Dataset rows:
## begin

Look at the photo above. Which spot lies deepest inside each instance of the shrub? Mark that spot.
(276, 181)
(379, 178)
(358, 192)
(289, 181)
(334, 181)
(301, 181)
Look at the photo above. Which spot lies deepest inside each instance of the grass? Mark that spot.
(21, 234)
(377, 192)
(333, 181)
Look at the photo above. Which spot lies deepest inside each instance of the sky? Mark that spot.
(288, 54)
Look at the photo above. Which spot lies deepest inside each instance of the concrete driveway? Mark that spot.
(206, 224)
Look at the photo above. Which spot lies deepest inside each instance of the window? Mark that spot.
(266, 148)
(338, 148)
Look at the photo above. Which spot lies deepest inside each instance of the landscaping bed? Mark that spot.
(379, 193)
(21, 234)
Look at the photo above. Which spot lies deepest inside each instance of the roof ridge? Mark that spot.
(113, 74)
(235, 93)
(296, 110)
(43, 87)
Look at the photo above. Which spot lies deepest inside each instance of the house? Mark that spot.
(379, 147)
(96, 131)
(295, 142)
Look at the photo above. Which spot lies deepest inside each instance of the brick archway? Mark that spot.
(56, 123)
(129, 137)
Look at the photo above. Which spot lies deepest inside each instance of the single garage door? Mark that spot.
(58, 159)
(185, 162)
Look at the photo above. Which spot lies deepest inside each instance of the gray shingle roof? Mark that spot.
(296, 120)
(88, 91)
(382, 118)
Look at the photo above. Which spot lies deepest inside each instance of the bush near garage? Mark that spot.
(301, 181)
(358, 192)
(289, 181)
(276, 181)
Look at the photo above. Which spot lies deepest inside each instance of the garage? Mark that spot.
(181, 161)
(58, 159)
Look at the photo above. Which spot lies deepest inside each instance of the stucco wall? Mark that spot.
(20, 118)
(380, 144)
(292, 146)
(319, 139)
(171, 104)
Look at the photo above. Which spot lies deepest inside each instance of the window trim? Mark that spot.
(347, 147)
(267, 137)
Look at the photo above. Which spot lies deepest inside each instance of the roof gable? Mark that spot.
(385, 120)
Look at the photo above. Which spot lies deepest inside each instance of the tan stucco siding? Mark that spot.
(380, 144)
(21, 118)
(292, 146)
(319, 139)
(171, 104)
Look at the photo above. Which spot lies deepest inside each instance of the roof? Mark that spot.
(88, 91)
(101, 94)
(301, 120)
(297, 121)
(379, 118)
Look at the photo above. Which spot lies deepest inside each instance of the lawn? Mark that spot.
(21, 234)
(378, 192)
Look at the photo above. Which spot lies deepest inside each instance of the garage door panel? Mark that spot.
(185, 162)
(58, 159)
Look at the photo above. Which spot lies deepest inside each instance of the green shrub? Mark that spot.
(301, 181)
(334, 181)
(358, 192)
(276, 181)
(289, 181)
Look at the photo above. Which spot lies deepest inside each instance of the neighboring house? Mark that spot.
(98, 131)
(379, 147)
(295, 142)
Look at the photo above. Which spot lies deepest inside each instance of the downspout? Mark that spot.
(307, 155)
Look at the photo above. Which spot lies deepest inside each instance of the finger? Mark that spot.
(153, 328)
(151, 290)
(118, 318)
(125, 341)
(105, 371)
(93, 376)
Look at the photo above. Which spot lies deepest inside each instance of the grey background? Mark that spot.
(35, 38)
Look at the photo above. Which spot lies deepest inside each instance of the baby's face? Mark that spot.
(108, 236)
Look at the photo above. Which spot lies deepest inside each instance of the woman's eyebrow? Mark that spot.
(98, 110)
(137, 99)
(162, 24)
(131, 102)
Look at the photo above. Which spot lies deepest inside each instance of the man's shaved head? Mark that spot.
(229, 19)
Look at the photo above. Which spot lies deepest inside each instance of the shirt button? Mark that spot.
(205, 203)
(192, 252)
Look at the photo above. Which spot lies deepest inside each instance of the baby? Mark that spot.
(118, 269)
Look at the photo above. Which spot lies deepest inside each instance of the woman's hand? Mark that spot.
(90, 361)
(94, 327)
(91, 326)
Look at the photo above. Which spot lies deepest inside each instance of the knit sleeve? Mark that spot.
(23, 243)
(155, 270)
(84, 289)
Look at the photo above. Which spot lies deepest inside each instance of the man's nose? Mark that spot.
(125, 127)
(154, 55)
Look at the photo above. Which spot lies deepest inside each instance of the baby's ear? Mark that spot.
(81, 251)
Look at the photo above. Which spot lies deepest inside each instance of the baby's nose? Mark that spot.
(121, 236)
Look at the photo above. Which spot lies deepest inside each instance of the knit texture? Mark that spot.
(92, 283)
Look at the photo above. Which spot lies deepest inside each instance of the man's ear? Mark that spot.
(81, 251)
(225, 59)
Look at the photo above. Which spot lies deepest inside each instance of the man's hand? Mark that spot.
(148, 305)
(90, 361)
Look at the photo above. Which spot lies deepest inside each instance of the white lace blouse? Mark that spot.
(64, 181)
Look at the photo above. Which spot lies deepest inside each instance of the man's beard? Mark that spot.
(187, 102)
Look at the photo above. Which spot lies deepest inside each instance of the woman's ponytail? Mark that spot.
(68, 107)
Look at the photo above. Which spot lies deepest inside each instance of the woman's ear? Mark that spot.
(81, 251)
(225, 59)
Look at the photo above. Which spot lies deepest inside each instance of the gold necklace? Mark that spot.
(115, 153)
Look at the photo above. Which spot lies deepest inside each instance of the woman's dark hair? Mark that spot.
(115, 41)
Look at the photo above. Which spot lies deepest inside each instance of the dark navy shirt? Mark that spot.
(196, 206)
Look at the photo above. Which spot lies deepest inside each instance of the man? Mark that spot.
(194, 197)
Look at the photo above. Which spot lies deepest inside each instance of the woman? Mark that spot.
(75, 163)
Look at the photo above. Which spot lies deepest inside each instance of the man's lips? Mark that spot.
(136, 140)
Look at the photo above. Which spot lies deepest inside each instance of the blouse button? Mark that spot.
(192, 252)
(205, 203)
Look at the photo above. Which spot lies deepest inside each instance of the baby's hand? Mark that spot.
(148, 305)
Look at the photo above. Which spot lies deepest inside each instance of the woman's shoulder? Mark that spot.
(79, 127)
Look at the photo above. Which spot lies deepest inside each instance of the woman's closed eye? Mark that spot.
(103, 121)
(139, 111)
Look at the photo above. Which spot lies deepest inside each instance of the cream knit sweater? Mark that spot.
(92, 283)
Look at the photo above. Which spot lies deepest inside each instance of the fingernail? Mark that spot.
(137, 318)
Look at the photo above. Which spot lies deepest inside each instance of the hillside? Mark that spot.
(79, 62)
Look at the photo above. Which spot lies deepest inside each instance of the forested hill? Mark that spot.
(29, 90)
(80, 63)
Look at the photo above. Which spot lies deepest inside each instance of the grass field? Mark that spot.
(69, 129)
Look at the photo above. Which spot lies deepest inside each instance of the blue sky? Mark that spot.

## end

-- SHORT PROBLEM --
Render the lines of the rows above as a JSON array of strings, one string per line, leaving out blank lines. Start with the line containing "lips? Mark that spot." and continue through the last line of the rows, including both.

-- RESULT FOR THIS EXERCISE --
[
  "Look at the photo above. Which spot lies deepest inside each instance of the man's lips? Mark that spot.",
  "(136, 140)",
  "Look at the photo above. Which spot lies deepest inside each instance of the blouse button? Mark that spot.",
  "(192, 252)",
  "(205, 203)",
  "Look at the photo above. Which spot lies deepest inside each instance of the baby's hand? Mark that spot.",
  "(148, 305)",
  "Look at the photo above. Which spot lies deepest inside each instance of the woman's shoulder? Mark that spot.",
  "(79, 127)",
  "Look at the photo above. Which spot lies deepest inside each instance of the woman's closed eye? Mark that spot.",
  "(103, 121)",
  "(139, 111)",
  "Look at the photo above. Which spot lies deepest inside each instance of the cream knit sweater? Mark that spot.",
  "(92, 283)",
  "Look at the photo above. Which spot lies deepest inside each instance of the fingernail? Mark that spot.",
  "(137, 318)",
  "Look at the photo above. Which spot lies deepest inside each instance of the hillside? Mark that spot.",
  "(79, 62)",
  "Look at the photo above. Which spot lies deepest inside each instance of the forested hill? Mark that spot.",
  "(29, 90)",
  "(80, 63)",
  "Look at the photo above. Which spot lies deepest inside each instance of the grass field? Mark that spot.",
  "(69, 129)",
  "Look at the photo above. Which spot lies deepest inside each instance of the blue sky? Mark that spot."
]